Aim of the task:
Nothing but the lines from the one containing "Please annotate the bed frame" through the end of the entries should be set down, each exactly as written.

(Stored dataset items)
= Beginning of Section =

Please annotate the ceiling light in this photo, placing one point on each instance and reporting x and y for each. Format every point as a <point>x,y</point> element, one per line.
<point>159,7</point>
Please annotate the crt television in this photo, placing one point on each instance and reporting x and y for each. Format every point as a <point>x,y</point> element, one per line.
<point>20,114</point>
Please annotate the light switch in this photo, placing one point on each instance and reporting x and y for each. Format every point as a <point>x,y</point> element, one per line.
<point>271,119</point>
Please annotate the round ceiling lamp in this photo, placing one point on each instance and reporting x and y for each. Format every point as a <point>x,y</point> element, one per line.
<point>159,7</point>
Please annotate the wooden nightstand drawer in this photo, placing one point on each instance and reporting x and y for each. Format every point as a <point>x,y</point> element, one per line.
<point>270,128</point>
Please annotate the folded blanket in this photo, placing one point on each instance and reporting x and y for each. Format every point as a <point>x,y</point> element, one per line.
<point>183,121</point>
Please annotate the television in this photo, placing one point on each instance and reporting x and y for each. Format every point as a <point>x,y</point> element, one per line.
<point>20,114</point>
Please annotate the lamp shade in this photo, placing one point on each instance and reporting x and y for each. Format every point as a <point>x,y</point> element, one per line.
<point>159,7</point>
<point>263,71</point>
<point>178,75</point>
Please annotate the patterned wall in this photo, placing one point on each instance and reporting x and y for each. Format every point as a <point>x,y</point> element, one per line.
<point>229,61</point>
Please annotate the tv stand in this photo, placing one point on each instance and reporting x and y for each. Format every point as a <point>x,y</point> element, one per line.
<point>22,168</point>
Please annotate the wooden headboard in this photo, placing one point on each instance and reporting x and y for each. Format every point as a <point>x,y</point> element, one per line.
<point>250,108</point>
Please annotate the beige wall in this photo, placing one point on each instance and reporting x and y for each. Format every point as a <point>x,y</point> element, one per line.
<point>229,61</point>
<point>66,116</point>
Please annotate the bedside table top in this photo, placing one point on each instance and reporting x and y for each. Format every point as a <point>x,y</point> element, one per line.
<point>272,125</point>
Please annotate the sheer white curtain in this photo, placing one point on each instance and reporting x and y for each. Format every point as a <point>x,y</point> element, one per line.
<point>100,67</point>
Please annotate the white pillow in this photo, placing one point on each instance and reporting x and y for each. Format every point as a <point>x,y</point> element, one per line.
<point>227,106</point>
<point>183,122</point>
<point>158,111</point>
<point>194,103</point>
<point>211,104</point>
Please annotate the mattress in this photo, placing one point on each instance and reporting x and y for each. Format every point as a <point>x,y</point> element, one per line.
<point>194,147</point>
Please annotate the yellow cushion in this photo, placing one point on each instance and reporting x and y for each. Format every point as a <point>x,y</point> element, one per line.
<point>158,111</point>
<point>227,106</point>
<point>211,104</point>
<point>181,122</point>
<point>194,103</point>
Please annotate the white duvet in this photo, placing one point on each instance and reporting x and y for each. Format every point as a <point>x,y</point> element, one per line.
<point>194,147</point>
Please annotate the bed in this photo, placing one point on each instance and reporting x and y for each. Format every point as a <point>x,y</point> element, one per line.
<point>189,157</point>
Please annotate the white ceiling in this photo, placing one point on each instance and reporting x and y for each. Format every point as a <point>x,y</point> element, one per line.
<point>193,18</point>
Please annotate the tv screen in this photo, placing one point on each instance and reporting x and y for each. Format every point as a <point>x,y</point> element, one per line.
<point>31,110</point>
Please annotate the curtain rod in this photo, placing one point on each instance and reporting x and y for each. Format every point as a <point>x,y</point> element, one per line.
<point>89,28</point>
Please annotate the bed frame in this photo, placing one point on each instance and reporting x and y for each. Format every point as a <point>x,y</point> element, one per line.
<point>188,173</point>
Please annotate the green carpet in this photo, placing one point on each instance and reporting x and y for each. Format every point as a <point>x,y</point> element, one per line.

= End of Section =

Exercise result:
Please annotate the bed frame in this photo, placing one point on each instance and reporting x and y for each. Format every point as a <point>x,y</point> element, one per line.
<point>188,173</point>
Please annotate the green carpet in this photo, placing one point on each instance and reporting x and y for each. Format every point as a <point>x,y</point> element, one per line.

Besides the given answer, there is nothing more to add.